--- Task to carry out ---
Without including any picture, return the complete set of records exactly.

%%

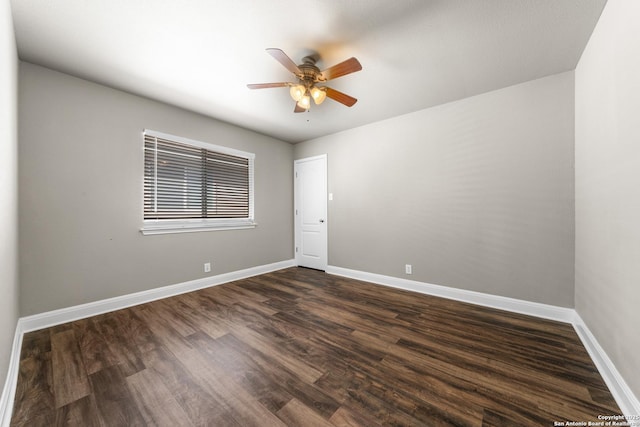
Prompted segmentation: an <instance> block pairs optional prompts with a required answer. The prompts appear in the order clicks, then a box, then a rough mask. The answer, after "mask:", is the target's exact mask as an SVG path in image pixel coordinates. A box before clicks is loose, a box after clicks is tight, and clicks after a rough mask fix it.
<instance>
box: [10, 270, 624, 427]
mask: <svg viewBox="0 0 640 427" xmlns="http://www.w3.org/2000/svg"><path fill="white" fill-rule="evenodd" d="M619 413H620V410H619V408H618V407H617V405H616V403H615V401H614V400H613V398H612V396H611V394H610V393H609V391H608V389H607V387H606V386H605V384H604V382H603V380H602V378H601V377H600V375H599V374H598V372H597V370H596V368H595V366H594V365H593V363H592V361H591V360H590V358H589V356H588V354H587V352H586V351H585V349H584V347H583V346H582V344H581V343H580V340H579V339H578V336H577V335H576V333H575V332H574V330H573V328H572V327H571V325H568V324H563V323H558V322H553V321H547V320H540V319H536V318H531V317H528V316H523V315H519V314H513V313H508V312H503V311H499V310H494V309H489V308H484V307H479V306H474V305H471V304H465V303H460V302H455V301H450V300H446V299H441V298H436V297H430V296H425V295H420V294H414V293H410V292H404V291H399V290H395V289H391V288H386V287H382V286H377V285H372V284H368V283H364V282H359V281H355V280H350V279H345V278H341V277H337V276H331V275H328V274H324V273H322V272H318V271H314V270H308V269H303V268H291V269H286V270H281V271H277V272H274V273H270V274H265V275H262V276H258V277H253V278H250V279H245V280H240V281H237V282H233V283H228V284H225V285H221V286H217V287H212V288H209V289H205V290H201V291H197V292H192V293H188V294H183V295H180V296H177V297H172V298H168V299H165V300H161V301H155V302H152V303H148V304H143V305H139V306H136V307H132V308H128V309H124V310H119V311H116V312H112V313H108V314H104V315H100V316H95V317H91V318H88V319H83V320H79V321H75V322H71V323H67V324H64V325H60V326H55V327H52V328H49V329H44V330H40V331H36V332H31V333H28V334H26V335H25V336H24V341H23V346H22V353H21V362H20V375H19V380H18V386H17V391H16V399H15V404H14V409H13V419H12V425H14V426H53V425H77V426H144V425H158V426H282V425H290V426H323V425H333V426H378V425H407V426H408V425H420V426H439V425H460V426H508V425H514V426H527V425H532V426H553V425H554V422H556V421H557V422H566V421H585V422H586V421H589V420H591V421H597V416H598V415H599V414H619Z"/></svg>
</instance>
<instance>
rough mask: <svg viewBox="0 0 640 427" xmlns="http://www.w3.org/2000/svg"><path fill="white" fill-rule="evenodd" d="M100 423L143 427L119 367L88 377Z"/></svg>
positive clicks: (112, 368)
mask: <svg viewBox="0 0 640 427" xmlns="http://www.w3.org/2000/svg"><path fill="white" fill-rule="evenodd" d="M89 380H90V381H91V389H92V391H93V394H94V395H95V398H96V404H97V408H98V414H99V416H100V421H101V422H102V423H103V424H105V425H117V426H144V425H146V422H145V420H144V418H143V416H142V414H141V413H140V410H139V409H138V407H137V406H136V405H134V404H133V403H134V402H135V401H134V399H133V396H132V395H131V392H130V391H129V388H128V387H127V384H126V382H125V376H124V375H123V374H122V371H121V368H120V367H119V366H117V365H116V366H110V367H108V368H105V369H102V370H100V371H98V372H96V373H94V374H91V375H90V376H89Z"/></svg>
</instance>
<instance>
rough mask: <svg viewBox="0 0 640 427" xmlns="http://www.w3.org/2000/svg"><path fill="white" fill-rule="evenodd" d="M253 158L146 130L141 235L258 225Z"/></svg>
mask: <svg viewBox="0 0 640 427" xmlns="http://www.w3.org/2000/svg"><path fill="white" fill-rule="evenodd" d="M254 157H255V156H254V154H252V153H245V152H243V151H238V150H234V149H230V148H225V147H220V146H217V145H212V144H207V143H205V142H199V141H192V140H189V139H186V138H180V137H177V136H173V135H166V134H162V133H160V132H155V131H150V130H145V131H144V226H143V228H142V230H141V231H142V232H143V234H158V233H176V232H186V231H207V230H215V229H230V228H250V227H255V225H256V224H255V222H254V217H253V161H254Z"/></svg>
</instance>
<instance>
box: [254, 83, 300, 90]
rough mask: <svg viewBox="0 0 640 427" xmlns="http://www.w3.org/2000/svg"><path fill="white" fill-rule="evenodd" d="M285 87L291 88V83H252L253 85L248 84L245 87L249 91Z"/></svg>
mask: <svg viewBox="0 0 640 427" xmlns="http://www.w3.org/2000/svg"><path fill="white" fill-rule="evenodd" d="M287 86H291V83H289V82H282V83H253V84H248V85H247V87H248V88H249V89H269V88H272V87H287Z"/></svg>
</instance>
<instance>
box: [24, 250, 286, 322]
mask: <svg viewBox="0 0 640 427" xmlns="http://www.w3.org/2000/svg"><path fill="white" fill-rule="evenodd" d="M295 265H296V263H295V261H294V260H287V261H280V262H276V263H273V264H267V265H261V266H257V267H251V268H247V269H244V270H238V271H232V272H230V273H223V274H218V275H215V276H210V277H204V278H202V279H196V280H190V281H188V282H182V283H178V284H176V285H169V286H163V287H161V288H155V289H149V290H148V291H142V292H136V293H134V294H128V295H122V296H119V297H115V298H108V299H104V300H101V301H95V302H90V303H87V304H81V305H75V306H73V307H67V308H61V309H59V310H53V311H48V312H45V313H40V314H34V315H32V316H26V317H21V318H20V319H19V320H18V323H19V324H21V326H22V331H23V332H30V331H35V330H38V329H43V328H48V327H51V326H55V325H59V324H62V323H67V322H73V321H74V320H78V319H84V318H86V317H90V316H96V315H98V314H102V313H108V312H110V311H115V310H120V309H122V308H127V307H132V306H134V305H139V304H144V303H147V302H151V301H155V300H158V299H162V298H167V297H172V296H175V295H180V294H184V293H186V292H192V291H196V290H198V289H203V288H208V287H210V286H216V285H220V284H223V283H228V282H232V281H234V280H240V279H245V278H247V277H251V276H257V275H259V274H265V273H269V272H271V271H275V270H281V269H283V268H287V267H294V266H295Z"/></svg>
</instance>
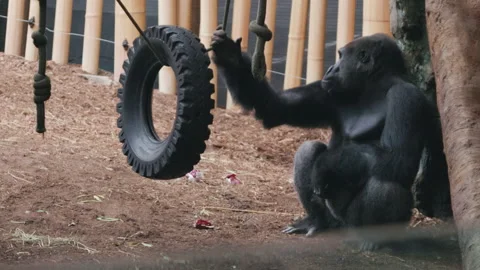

%%

--- Task output ---
Prompted segmentation: an <instance> block pairs optional prompts with a required answer. The prompts appear in the order clicks, then a box, then a rough mask. The answer, after "mask:", is the target's exact mask as an SVG path in image pixel coordinates. A box before clicks is loose, a box after clicks is tight, and clicks after a rough mask fix it.
<instance>
box: [10, 270, 624, 427]
mask: <svg viewBox="0 0 640 427" xmlns="http://www.w3.org/2000/svg"><path fill="white" fill-rule="evenodd" d="M619 413H620V410H619V408H618V407H617V405H616V403H615V401H614V400H613V398H612V396H611V394H610V393H609V391H608V389H607V387H606V386H605V384H604V382H603V380H602V378H601V377H600V375H599V374H598V372H597V370H596V368H595V366H594V365H593V363H592V361H591V360H590V358H589V356H588V354H587V352H586V351H585V349H584V347H583V346H582V344H581V343H580V340H579V339H578V336H577V335H576V333H575V332H574V330H573V328H572V327H571V325H568V324H563V323H558V322H553V321H547V320H540V319H536V318H531V317H528V316H523V315H519V314H513V313H508V312H503V311H499V310H494V309H489V308H484V307H479V306H474V305H471V304H465V303H460V302H455V301H450V300H446V299H441V298H436V297H430V296H425V295H420V294H414V293H410V292H404V291H399V290H395V289H391V288H386V287H382V286H377V285H372V284H368V283H364V282H359V281H355V280H350V279H345V278H341V277H337V276H331V275H328V274H324V273H322V272H318V271H314V270H308V269H303V268H291V269H286V270H281V271H277V272H274V273H270V274H265V275H262V276H258V277H253V278H250V279H245V280H240V281H237V282H233V283H228V284H225V285H221V286H217V287H212V288H209V289H205V290H201V291H197V292H192V293H188V294H183V295H180V296H177V297H172V298H168V299H165V300H161V301H155V302H152V303H148V304H143V305H139V306H136V307H132V308H128V309H124V310H119V311H116V312H112V313H108V314H104V315H100V316H95V317H91V318H88V319H83V320H79V321H75V322H71V323H67V324H64V325H60V326H55V327H52V328H49V329H44V330H40V331H36V332H31V333H28V334H26V335H25V336H24V341H23V346H22V353H21V362H20V375H19V380H18V386H17V391H16V399H15V404H14V409H13V419H12V425H14V426H53V425H77V426H144V425H158V426H282V425H290V426H323V425H333V426H378V425H407V426H408V425H420V426H439V425H460V426H508V425H514V426H527V425H532V426H553V425H554V422H556V421H557V422H566V421H585V422H586V421H589V420H591V421H597V416H598V415H599V414H619Z"/></svg>
</instance>
<instance>
rough mask: <svg viewBox="0 0 640 427" xmlns="http://www.w3.org/2000/svg"><path fill="white" fill-rule="evenodd" d="M100 423L143 427L119 367L88 377Z"/></svg>
positive clicks: (112, 368)
mask: <svg viewBox="0 0 640 427" xmlns="http://www.w3.org/2000/svg"><path fill="white" fill-rule="evenodd" d="M89 380H90V381H91V389H92V391H93V394H94V395H95V398H96V404H97V408H98V414H99V416H100V421H101V422H102V423H103V424H105V425H117V426H144V425H146V422H145V420H144V418H143V416H142V414H141V413H140V410H139V409H138V407H137V406H136V405H134V404H133V403H134V402H135V401H134V399H133V396H132V395H131V392H130V391H129V388H128V387H127V384H126V382H125V376H124V375H123V374H122V371H121V368H120V367H119V366H117V365H116V366H110V367H108V368H105V369H102V370H100V371H98V372H96V373H94V374H91V375H90V376H89Z"/></svg>
</instance>
<instance>
rough mask: <svg viewBox="0 0 640 427" xmlns="http://www.w3.org/2000/svg"><path fill="white" fill-rule="evenodd" d="M253 158L146 130L141 235L258 225Z"/></svg>
mask: <svg viewBox="0 0 640 427" xmlns="http://www.w3.org/2000/svg"><path fill="white" fill-rule="evenodd" d="M254 157H255V156H254V154H252V153H245V152H243V151H238V150H234V149H230V148H225V147H220V146H217V145H212V144H207V143H205V142H199V141H192V140H189V139H186V138H180V137H177V136H173V135H166V134H162V133H160V132H155V131H150V130H145V131H144V226H143V228H142V230H141V231H142V232H143V234H158V233H176V232H186V231H207V230H215V229H230V228H250V227H255V225H256V224H255V222H254V217H253V161H254Z"/></svg>
</instance>
<instance>
box: [254, 83, 300, 90]
rough mask: <svg viewBox="0 0 640 427" xmlns="http://www.w3.org/2000/svg"><path fill="white" fill-rule="evenodd" d="M285 87L291 88V83H252L253 85L248 84L245 87L249 91Z"/></svg>
mask: <svg viewBox="0 0 640 427" xmlns="http://www.w3.org/2000/svg"><path fill="white" fill-rule="evenodd" d="M287 86H291V83H289V82H282V83H253V84H248V85H247V87H248V88H249V89H269V88H272V87H287Z"/></svg>
</instance>
<instance>
box: [24, 250, 286, 322]
mask: <svg viewBox="0 0 640 427" xmlns="http://www.w3.org/2000/svg"><path fill="white" fill-rule="evenodd" d="M295 265H296V263H295V261H294V260H287V261H280V262H276V263H273V264H267V265H261V266H257V267H251V268H247V269H244V270H238V271H232V272H230V273H223V274H218V275H215V276H210V277H204V278H202V279H196V280H190V281H188V282H182V283H178V284H176V285H169V286H163V287H161V288H155V289H149V290H148V291H142V292H136V293H134V294H128V295H122V296H119V297H115V298H108V299H104V300H101V301H95V302H90V303H87V304H81V305H75V306H73V307H67V308H61V309H59V310H53V311H48V312H45V313H40V314H34V315H32V316H26V317H21V318H20V319H19V320H18V323H19V324H21V326H22V331H23V332H30V331H35V330H38V329H43V328H48V327H51V326H55V325H59V324H62V323H67V322H73V321H74V320H78V319H84V318H86V317H90V316H96V315H98V314H102V313H108V312H110V311H115V310H120V309H122V308H127V307H132V306H134V305H139V304H144V303H147V302H151V301H155V300H158V299H162V298H167V297H172V296H175V295H180V294H184V293H186V292H192V291H196V290H198V289H203V288H208V287H210V286H216V285H220V284H223V283H228V282H232V281H234V280H240V279H245V278H247V277H251V276H257V275H259V274H265V273H269V272H271V271H275V270H281V269H283V268H287V267H294V266H295Z"/></svg>
</instance>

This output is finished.